What the task asks:
Print all of the records below again without a single difference.

Source material:
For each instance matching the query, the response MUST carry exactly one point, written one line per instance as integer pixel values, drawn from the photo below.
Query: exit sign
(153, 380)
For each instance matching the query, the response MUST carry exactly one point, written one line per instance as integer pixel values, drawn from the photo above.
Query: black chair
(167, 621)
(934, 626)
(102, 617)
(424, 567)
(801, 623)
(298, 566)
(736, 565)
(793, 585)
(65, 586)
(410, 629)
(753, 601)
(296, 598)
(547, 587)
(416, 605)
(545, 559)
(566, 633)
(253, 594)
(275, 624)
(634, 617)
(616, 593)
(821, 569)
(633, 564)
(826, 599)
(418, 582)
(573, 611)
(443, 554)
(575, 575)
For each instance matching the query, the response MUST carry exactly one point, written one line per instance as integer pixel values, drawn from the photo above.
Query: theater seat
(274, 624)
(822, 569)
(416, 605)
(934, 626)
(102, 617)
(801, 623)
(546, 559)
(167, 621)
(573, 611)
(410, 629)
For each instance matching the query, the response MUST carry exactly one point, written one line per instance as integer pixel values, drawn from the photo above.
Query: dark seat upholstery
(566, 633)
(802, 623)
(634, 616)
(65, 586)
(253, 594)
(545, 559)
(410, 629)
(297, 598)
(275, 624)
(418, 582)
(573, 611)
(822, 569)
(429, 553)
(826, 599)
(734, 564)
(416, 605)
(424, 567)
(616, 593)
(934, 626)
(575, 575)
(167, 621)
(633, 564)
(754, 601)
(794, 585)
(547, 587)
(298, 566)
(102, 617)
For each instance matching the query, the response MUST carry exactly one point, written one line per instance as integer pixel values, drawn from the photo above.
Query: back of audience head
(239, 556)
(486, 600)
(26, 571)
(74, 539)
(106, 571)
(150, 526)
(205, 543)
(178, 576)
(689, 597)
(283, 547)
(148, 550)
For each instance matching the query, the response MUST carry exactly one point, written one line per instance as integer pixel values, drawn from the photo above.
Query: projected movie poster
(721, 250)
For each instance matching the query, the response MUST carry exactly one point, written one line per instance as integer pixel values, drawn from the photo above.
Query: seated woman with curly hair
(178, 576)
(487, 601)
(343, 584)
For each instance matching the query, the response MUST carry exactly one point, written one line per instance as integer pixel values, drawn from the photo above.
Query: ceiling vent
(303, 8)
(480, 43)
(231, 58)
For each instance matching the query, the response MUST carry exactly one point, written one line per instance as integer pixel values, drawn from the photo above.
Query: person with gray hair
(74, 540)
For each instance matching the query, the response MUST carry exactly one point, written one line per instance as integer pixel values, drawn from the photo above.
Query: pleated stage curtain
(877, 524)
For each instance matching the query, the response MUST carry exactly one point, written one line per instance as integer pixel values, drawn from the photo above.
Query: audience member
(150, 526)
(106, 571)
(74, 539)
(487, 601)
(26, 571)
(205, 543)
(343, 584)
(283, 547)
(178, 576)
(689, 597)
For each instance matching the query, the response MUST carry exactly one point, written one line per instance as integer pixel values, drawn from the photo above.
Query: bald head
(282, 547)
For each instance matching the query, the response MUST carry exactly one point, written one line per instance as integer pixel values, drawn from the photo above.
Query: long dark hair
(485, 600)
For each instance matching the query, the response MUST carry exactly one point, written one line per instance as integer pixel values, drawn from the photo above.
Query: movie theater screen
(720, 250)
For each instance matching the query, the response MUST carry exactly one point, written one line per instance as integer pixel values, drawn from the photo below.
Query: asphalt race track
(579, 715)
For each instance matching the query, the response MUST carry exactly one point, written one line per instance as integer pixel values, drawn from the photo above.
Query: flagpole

Response to the exercise:
For each instance matching the query, the response MUST carry exactly one point, written one line per instance as integer pixel values, drawn from the photo below.
Query: exit sign
(153, 380)
For each instance matching the query, the response MUST carry exactly one point, written one line per instance as integer pixel values, drawn from the photo above.
Query: black chair
(167, 621)
(934, 626)
(102, 617)
(424, 567)
(801, 623)
(298, 566)
(736, 565)
(793, 585)
(65, 586)
(410, 629)
(753, 601)
(296, 598)
(547, 587)
(416, 605)
(545, 559)
(566, 633)
(253, 594)
(275, 624)
(634, 617)
(616, 593)
(821, 569)
(633, 564)
(826, 599)
(418, 582)
(573, 611)
(443, 554)
(575, 575)
For each instance matching the query, the response MUST carry exactly one point, written one line per instance as integer pixel values, drawn from the photo above.
Query: theater seat
(274, 624)
(822, 569)
(416, 605)
(934, 626)
(102, 617)
(801, 623)
(546, 559)
(167, 621)
(573, 611)
(410, 629)
For each instance matching the query, the response MUST carry exactly one point, written one line per instance as integer pixel values, drawn from the photo above.
Query: dark seat upholstery
(566, 633)
(802, 623)
(634, 616)
(65, 586)
(253, 594)
(545, 559)
(410, 629)
(297, 598)
(275, 624)
(418, 582)
(573, 611)
(822, 569)
(429, 553)
(826, 599)
(734, 564)
(416, 605)
(424, 567)
(616, 593)
(934, 626)
(575, 575)
(167, 621)
(633, 564)
(754, 601)
(794, 585)
(547, 587)
(298, 566)
(102, 617)
For each instance matching the query, the response MUST carry exactly one point, written one line per instance as integer pixel values, drawn from the photo above.
Query: back of audience head
(239, 556)
(486, 600)
(26, 571)
(74, 539)
(106, 571)
(150, 526)
(205, 543)
(178, 576)
(689, 597)
(283, 547)
(148, 550)
For each instance matching the query, the response MUST carry exactly one point, written one line per instance as integer pixel values, drawn from the photo above.
Query: projected movie poster
(721, 250)
For each instance matching the query, the response MUST carry exactly one point, written one line per instance as integer pixel values, drawn from the photo above.
Query: seated woman with curly hair
(178, 576)
(487, 601)
(343, 584)
For each instance matching the query, the response MUST carry exactly one point, written one line per instance as integer pixel values, drawn from the photo above.
Query: ceiling vent
(303, 8)
(480, 43)
(231, 58)
For each instance matching the query, the response MUST carry exactly one point, written one line per instance as integer pixel values, drawn from the photo above.
Query: person with gray hair
(74, 540)
For each instance matching the query, the response MUST carry exactly one point, written one line per instance as integer pixel values, drawn from the photo above.
Query: pleated stage curtain
(877, 524)
For each instance matching the query, the response MUST carry exactly one point, written one line per instance as integer pixel values, drawn from the photo above.
Query: audience member
(150, 526)
(106, 571)
(74, 539)
(487, 601)
(26, 571)
(205, 543)
(343, 584)
(283, 547)
(178, 576)
(689, 597)
For each instance matching the query, the response MUST carry exactly one point, written one line per instance as integer pixel values, drawn from the photo above.
Query: bald head
(282, 547)
For each instance matching the query, the response MUST carry exactly one point, written one line per instance as integer pixel values, drawn from the photo above.
Query: long dark hair
(485, 600)
For each instance matching the query, the response MUST carry exactly one point, written one line per instance as integer pixel values, drawn from the photo above.
Query: movie theater screen
(720, 250)
For each instance matching the query, the response MUST carry exactly one point, written one line per instance as integer pixel values, drawn from the photo below.
Query: asphalt race track
(579, 715)
For each instance matching the query, the response MUST carry exactly one point, written one line per instance as integer pixel values, drawn from the photo above.
Query: flagpole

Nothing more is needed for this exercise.